- [RECORDS TO PROCESS]:
---+---

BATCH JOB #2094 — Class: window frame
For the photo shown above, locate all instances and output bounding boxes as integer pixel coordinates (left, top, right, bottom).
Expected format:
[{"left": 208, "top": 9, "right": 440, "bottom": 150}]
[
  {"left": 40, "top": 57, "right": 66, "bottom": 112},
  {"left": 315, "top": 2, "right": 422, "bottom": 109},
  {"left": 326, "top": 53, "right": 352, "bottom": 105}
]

---+---

- [PROBLEM TO WORK ON]:
Return each entry from the material above exactly as it appears.

- [EXERCISE OUTPUT]:
BATCH JOB #2094 — Class: window frame
For the photo shown above, locate all instances and output bounding boxes as integer pixel coordinates (left, top, right, bottom).
Expected format:
[{"left": 208, "top": 9, "right": 440, "bottom": 150}]
[
  {"left": 40, "top": 57, "right": 66, "bottom": 112},
  {"left": 315, "top": 2, "right": 422, "bottom": 109},
  {"left": 326, "top": 53, "right": 352, "bottom": 105}
]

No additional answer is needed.